━━━ DOCUMENT SECTION ━━━
Councillor Josh Matlow

My Response to the Integrity Commissioner’s Findings: The Importance of Transparent Fact-Based Transit Planning

My Response to the Integrity Commissioner’s Findings: The Importance of Transparent Fact-Based Transit Planning

2018-07-11T13:58:52+00:00

City Clerk
Toronto City Hall
100 Queen St. W.

Re: Findings of Integrity Commissioner

 

Dear Mayor & Council,

 

I had hoped for a resolution in the matter of Mr. Byford’s Integrity Commissioner Complaint that could be satisfactory to both parties, but I am writing to inform you that I cannot accept the findings in Integrity Commissioner’s Report. While I appreciate that providing judgement on this matter was a difficult undertaking, the Report does not provide an accurate portrayal of my actions, omits details that are fundamental to the issues at hand, and asks that I suspend my knowledge of the facts in this matter to avoid penalty.

 

I am providing the following statement of facts for you to assess whether it was reasonable to voice my concerns in the manner that I did. Regardless of where you stand on the issue of the Scarborough Subway, I submit that as representatives of our communities we not only have a right, but a duty to speak out on matters of public interest.

 

Metro Morning Statements re Mr. Byford

 

1. Mr. Byford states in the Report that I “essentially said that what I and other TTC colleagues had said (via the briefing note) was not true and further implied that my motives were less than honourable.”

 

2. As the full transcript from the Metro Morning interview demonstrates, the only time I mentioned Mr. Byford in the interview is in the context of him admitting that construction of the Scarborough LRT (SLRT) could start at the north end of the line.
━━━ DATA PROVIDED ━━━
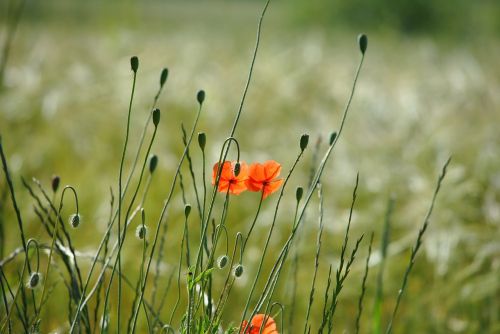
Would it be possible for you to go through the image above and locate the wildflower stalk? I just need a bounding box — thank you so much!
[302,183,324,334]
[356,232,373,334]
[115,57,139,334]
[386,157,451,334]
[373,197,394,334]
[132,92,203,332]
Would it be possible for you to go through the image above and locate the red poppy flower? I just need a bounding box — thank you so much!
[212,161,248,195]
[240,314,279,334]
[246,160,283,198]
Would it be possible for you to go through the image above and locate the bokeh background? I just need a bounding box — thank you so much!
[0,0,500,333]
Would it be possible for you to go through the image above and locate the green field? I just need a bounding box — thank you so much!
[0,1,500,333]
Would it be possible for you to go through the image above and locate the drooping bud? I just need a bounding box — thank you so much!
[160,68,168,87]
[52,175,61,192]
[69,213,82,228]
[295,187,304,202]
[217,255,229,269]
[300,134,309,151]
[233,264,243,278]
[358,34,368,54]
[135,224,148,240]
[184,204,191,219]
[130,56,139,73]
[153,108,160,126]
[149,154,158,174]
[196,90,205,105]
[26,271,42,289]
[330,132,337,145]
[198,132,207,151]
[234,161,241,176]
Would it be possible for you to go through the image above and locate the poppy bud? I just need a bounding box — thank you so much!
[149,154,158,174]
[26,271,42,289]
[300,134,309,151]
[69,213,81,228]
[330,132,337,145]
[160,68,168,87]
[198,132,207,151]
[234,162,241,176]
[184,204,191,219]
[196,90,205,105]
[295,187,304,202]
[358,34,368,54]
[130,56,139,73]
[52,175,61,192]
[233,264,243,278]
[135,224,148,240]
[153,108,160,127]
[217,255,229,269]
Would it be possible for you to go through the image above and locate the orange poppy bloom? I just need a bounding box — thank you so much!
[246,160,283,198]
[240,314,279,334]
[212,161,248,195]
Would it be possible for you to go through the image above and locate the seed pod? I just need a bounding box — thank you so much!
[198,132,207,151]
[52,175,61,192]
[233,264,243,278]
[153,108,160,126]
[69,213,81,228]
[358,34,368,54]
[149,154,158,174]
[300,134,309,151]
[160,68,168,87]
[295,187,304,202]
[217,255,229,269]
[196,90,205,105]
[130,56,139,73]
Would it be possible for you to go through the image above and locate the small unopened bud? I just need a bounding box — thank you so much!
[26,271,42,289]
[300,134,309,151]
[198,132,207,151]
[153,108,160,126]
[130,56,139,73]
[295,187,304,202]
[184,204,191,219]
[69,213,82,228]
[149,154,158,174]
[358,34,368,54]
[52,175,61,192]
[330,132,337,145]
[234,162,241,176]
[217,255,229,269]
[160,68,168,87]
[233,264,243,278]
[135,224,148,240]
[196,90,205,105]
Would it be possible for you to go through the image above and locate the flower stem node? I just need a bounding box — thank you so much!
[358,34,368,55]
[217,255,229,269]
[300,134,309,151]
[69,213,82,228]
[130,56,139,73]
[233,264,243,278]
[153,108,160,127]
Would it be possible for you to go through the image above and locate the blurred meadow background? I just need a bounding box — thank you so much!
[0,0,500,333]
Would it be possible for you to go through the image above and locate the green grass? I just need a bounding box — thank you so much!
[0,3,500,333]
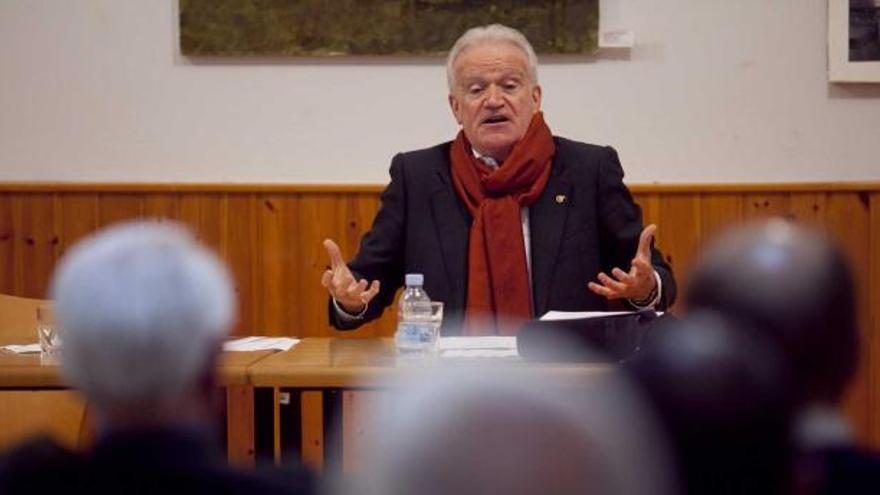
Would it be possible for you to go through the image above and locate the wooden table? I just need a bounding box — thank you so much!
[249,338,610,471]
[0,351,274,464]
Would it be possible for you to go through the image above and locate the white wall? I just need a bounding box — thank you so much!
[0,0,880,183]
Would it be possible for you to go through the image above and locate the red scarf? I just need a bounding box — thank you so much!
[450,112,556,335]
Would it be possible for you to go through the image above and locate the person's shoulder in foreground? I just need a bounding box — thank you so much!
[0,429,316,495]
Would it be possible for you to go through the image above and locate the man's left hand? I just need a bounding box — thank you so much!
[589,224,657,301]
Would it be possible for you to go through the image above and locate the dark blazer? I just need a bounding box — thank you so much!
[329,137,675,335]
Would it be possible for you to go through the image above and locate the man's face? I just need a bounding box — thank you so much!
[449,42,541,161]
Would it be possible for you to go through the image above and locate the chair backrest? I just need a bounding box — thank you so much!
[0,294,49,345]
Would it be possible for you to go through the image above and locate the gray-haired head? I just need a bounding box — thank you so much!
[686,219,859,402]
[51,221,235,410]
[335,366,673,495]
[446,24,538,92]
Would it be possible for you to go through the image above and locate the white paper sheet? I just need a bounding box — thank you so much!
[437,336,519,358]
[539,311,663,321]
[0,344,40,354]
[440,349,519,358]
[437,336,516,351]
[223,337,299,352]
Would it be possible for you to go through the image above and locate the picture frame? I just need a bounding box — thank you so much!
[828,0,880,83]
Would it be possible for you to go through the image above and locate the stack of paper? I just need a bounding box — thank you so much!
[223,337,299,352]
[437,336,519,358]
[0,344,40,354]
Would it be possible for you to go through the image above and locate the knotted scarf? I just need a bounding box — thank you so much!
[450,112,556,335]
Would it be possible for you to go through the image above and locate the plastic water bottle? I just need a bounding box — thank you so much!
[394,273,436,355]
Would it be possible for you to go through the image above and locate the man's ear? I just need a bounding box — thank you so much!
[449,93,461,125]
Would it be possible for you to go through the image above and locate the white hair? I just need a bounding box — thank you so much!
[446,24,538,92]
[330,365,674,495]
[51,221,235,407]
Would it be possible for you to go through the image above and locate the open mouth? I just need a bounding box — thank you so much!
[483,115,510,124]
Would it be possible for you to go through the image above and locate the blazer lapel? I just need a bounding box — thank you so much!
[529,160,572,318]
[430,166,471,307]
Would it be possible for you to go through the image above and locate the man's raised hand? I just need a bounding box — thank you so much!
[321,239,379,315]
[589,224,657,302]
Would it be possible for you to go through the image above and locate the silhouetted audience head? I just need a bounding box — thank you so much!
[686,219,858,403]
[628,313,790,494]
[51,222,235,427]
[337,366,671,495]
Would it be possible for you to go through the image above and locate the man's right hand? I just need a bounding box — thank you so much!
[321,239,379,315]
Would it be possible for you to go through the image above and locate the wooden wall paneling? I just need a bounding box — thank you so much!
[257,194,302,335]
[143,193,180,220]
[13,194,60,299]
[633,193,663,229]
[657,194,702,311]
[865,192,880,448]
[294,193,338,337]
[300,390,324,472]
[178,193,226,257]
[0,390,86,451]
[98,193,144,227]
[789,192,828,226]
[0,194,17,294]
[826,192,872,439]
[59,193,98,255]
[700,193,743,247]
[223,194,258,335]
[226,385,256,466]
[743,192,790,218]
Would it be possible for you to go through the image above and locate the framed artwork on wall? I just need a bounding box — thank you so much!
[828,0,880,82]
[179,0,599,57]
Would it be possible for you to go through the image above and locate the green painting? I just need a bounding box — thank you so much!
[180,0,599,56]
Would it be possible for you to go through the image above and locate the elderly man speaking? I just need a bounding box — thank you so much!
[321,24,675,335]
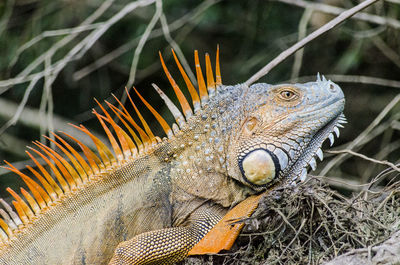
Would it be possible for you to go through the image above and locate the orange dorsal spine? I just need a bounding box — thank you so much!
[0,47,222,242]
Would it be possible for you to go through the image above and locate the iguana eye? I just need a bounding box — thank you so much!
[279,90,298,101]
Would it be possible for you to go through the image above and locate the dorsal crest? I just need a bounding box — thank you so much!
[0,47,222,242]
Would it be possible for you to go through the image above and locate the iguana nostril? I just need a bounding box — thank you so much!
[242,149,276,185]
[329,84,336,93]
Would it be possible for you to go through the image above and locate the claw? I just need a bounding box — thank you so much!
[316,148,324,161]
[328,133,335,146]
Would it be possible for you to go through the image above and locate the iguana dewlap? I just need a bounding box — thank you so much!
[0,47,345,265]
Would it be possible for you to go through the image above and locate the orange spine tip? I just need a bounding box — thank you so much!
[0,218,13,238]
[93,110,124,161]
[114,91,151,147]
[12,201,29,225]
[61,132,102,174]
[95,114,133,161]
[125,87,156,144]
[215,45,222,86]
[24,179,50,209]
[26,166,57,202]
[70,124,114,167]
[50,133,93,179]
[158,52,193,118]
[37,135,83,187]
[21,188,40,214]
[4,160,50,208]
[106,101,142,153]
[28,147,71,192]
[34,141,76,190]
[95,99,130,155]
[194,50,208,102]
[206,53,215,95]
[133,87,173,137]
[25,151,64,196]
[6,188,35,222]
[171,49,200,112]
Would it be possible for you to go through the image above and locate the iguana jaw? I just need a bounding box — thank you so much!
[285,110,346,183]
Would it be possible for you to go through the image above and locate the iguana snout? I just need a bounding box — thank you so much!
[228,76,345,190]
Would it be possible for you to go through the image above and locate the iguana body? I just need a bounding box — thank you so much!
[0,48,344,265]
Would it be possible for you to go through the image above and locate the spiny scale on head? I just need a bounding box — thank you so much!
[0,47,222,242]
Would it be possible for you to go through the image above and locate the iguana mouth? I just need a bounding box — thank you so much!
[286,110,347,184]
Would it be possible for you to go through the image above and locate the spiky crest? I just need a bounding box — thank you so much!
[0,47,222,243]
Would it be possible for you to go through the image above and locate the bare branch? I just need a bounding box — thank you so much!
[70,0,219,81]
[0,98,108,149]
[276,0,400,29]
[320,94,400,175]
[326,149,400,173]
[286,74,400,88]
[245,0,378,86]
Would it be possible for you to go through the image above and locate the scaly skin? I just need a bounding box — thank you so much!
[0,50,344,265]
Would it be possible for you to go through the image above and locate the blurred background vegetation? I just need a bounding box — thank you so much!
[0,0,400,197]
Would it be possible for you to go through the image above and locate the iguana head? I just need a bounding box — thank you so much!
[228,76,345,189]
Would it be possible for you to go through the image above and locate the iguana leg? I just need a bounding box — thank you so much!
[109,207,222,265]
[188,194,264,255]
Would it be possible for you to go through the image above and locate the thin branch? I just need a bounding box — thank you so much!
[290,8,313,79]
[245,0,378,86]
[285,74,400,88]
[0,98,108,150]
[126,0,162,88]
[160,9,197,85]
[73,0,219,81]
[276,0,400,29]
[320,94,400,175]
[326,149,400,173]
[0,0,15,36]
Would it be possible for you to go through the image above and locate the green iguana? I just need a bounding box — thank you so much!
[0,50,346,265]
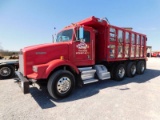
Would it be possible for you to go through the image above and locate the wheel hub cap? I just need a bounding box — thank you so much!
[141,64,144,72]
[57,77,71,94]
[118,67,125,78]
[0,67,11,76]
[131,65,136,75]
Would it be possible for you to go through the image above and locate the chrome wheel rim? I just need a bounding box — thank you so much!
[141,63,144,72]
[118,67,125,78]
[131,65,136,75]
[57,77,71,94]
[0,67,11,77]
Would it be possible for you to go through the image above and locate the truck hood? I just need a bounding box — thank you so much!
[20,42,69,75]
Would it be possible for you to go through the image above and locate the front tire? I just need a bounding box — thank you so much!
[0,65,15,79]
[47,70,75,99]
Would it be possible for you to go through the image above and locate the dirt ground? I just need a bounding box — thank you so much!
[0,58,160,120]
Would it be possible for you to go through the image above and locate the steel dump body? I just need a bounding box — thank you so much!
[76,17,147,62]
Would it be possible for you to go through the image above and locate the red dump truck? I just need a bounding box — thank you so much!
[16,16,147,99]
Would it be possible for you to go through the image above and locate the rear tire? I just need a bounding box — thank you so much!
[137,61,146,74]
[126,62,136,77]
[0,65,15,79]
[47,70,75,99]
[112,64,126,81]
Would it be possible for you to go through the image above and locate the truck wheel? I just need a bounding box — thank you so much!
[0,65,15,79]
[113,64,126,81]
[137,61,145,74]
[47,70,75,99]
[126,62,136,77]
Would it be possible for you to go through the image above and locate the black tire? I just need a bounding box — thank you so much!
[126,62,137,77]
[0,65,15,79]
[47,70,75,99]
[137,61,146,74]
[112,64,126,81]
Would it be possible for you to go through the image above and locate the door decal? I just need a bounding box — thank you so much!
[76,41,89,54]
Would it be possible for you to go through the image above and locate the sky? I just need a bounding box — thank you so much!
[0,0,160,51]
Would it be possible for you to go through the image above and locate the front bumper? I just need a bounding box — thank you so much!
[15,71,29,94]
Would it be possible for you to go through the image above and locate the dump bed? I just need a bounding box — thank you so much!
[76,16,147,62]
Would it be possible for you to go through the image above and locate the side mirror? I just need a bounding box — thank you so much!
[79,27,84,39]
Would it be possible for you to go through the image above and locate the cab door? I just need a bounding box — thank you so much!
[73,27,95,66]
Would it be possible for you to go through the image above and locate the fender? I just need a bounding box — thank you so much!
[44,59,79,78]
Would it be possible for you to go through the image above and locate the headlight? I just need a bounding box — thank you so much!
[32,66,38,72]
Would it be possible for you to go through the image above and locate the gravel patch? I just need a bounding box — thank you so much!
[0,58,160,120]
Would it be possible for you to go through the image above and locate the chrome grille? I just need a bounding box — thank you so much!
[19,54,24,75]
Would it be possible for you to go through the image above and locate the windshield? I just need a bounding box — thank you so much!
[56,29,73,42]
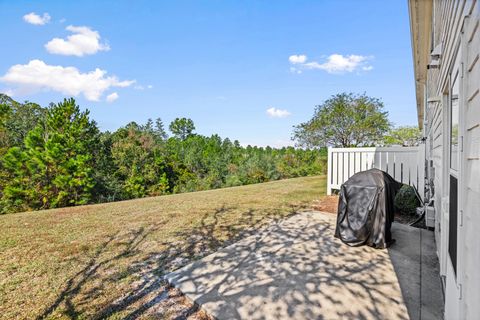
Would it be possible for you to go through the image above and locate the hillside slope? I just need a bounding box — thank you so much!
[0,177,326,319]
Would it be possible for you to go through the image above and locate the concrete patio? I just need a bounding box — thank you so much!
[167,212,443,319]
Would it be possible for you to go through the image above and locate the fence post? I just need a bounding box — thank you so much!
[327,147,333,196]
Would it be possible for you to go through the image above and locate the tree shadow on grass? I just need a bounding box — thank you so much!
[37,206,303,319]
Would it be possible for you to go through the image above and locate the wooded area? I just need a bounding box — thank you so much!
[0,95,326,213]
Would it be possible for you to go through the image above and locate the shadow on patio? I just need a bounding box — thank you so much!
[167,212,441,319]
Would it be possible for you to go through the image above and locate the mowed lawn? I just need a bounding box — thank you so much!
[0,176,326,319]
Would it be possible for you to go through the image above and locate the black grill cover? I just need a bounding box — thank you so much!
[335,169,402,248]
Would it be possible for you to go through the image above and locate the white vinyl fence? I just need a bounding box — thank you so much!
[327,144,425,197]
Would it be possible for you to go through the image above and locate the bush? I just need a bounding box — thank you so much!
[394,184,420,215]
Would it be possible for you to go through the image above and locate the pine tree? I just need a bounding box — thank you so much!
[2,99,98,211]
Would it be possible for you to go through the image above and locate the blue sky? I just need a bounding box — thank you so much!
[0,0,416,146]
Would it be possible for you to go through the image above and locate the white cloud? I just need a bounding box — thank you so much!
[0,60,135,101]
[45,26,110,57]
[106,92,118,103]
[267,107,291,118]
[288,54,307,64]
[288,53,373,74]
[23,12,50,26]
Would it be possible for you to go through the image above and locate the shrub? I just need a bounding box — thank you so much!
[394,184,420,215]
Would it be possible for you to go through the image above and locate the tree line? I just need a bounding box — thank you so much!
[0,94,326,213]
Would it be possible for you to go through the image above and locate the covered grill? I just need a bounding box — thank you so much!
[335,169,402,248]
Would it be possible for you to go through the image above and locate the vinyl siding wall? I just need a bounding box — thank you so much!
[425,0,480,319]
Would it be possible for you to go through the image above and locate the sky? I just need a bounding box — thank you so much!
[0,0,417,147]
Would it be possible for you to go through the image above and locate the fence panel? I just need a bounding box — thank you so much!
[327,145,425,196]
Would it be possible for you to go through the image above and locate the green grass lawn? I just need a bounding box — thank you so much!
[0,176,326,319]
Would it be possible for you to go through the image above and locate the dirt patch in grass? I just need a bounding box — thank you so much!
[312,195,338,214]
[0,177,326,319]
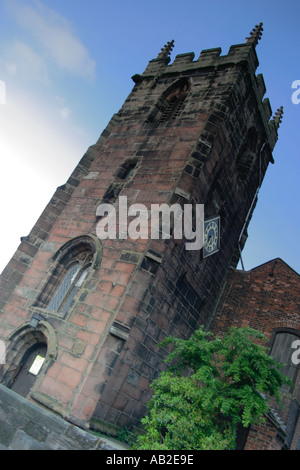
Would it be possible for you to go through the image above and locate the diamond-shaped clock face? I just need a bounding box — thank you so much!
[203,216,220,258]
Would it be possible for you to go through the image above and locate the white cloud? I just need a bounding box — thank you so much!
[9,0,96,79]
[2,40,49,83]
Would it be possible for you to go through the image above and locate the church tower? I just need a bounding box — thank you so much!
[0,24,283,433]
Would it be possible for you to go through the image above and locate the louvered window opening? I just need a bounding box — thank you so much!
[160,94,186,123]
[47,255,91,315]
[47,263,80,312]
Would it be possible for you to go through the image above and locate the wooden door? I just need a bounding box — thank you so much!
[10,343,47,397]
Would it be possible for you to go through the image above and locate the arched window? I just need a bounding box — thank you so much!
[147,79,190,123]
[34,237,100,316]
[271,331,300,396]
[236,128,258,181]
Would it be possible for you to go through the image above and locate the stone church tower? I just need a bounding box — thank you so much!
[0,24,282,440]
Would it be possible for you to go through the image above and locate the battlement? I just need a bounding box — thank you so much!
[132,23,282,150]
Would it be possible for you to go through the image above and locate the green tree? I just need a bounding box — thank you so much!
[135,327,288,450]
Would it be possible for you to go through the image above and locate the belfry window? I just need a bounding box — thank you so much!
[147,79,190,123]
[47,261,91,314]
[34,237,97,317]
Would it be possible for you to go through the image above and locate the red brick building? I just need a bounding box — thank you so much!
[212,258,300,449]
[0,24,299,450]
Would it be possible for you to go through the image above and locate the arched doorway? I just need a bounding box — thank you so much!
[0,320,57,397]
[9,343,47,397]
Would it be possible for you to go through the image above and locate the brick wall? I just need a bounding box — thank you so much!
[212,259,300,449]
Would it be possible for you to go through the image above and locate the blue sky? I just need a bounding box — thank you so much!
[0,0,300,272]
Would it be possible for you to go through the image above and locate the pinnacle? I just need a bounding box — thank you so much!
[246,23,264,46]
[273,106,283,129]
[157,39,174,59]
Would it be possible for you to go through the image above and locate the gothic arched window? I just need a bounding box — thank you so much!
[236,128,258,181]
[34,237,99,316]
[147,79,190,123]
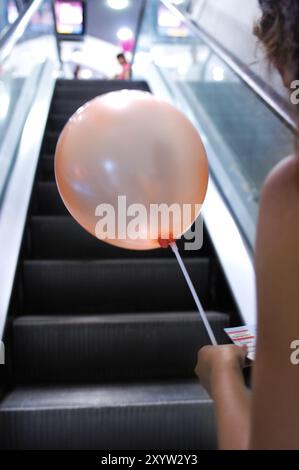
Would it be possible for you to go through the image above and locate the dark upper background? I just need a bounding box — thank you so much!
[86,0,143,45]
━━━
* **TASK INSTRUCTIONS**
**A.** In the letter about the Integrity Commissioner's findings, list each criticism the writer makes of the Integrity Commissioner's Report.
**B.** In the records, reproduce everything from the line containing "the orange spine" down to the line containing "[106,101,142,153]".

* **SET OF ANSWERS**
**A.**
- It does not provide an accurate portrayal of the writer's actions.
- It omits details that are fundamental to the issues at hand.
- It asks that the writer suspend knowledge of the facts in this matter to avoid penalty.

**B.**
Would it be possible for you to go through the image above and locate the orange spine tip? I just need a bounding box — thank you so much!
[0,218,13,238]
[93,110,124,161]
[114,91,151,147]
[12,201,29,225]
[61,132,102,174]
[95,114,133,161]
[125,87,156,144]
[215,45,222,86]
[24,179,50,209]
[26,166,57,202]
[70,124,114,167]
[50,133,93,179]
[158,52,193,118]
[37,135,83,187]
[21,188,40,214]
[4,160,50,208]
[106,101,142,153]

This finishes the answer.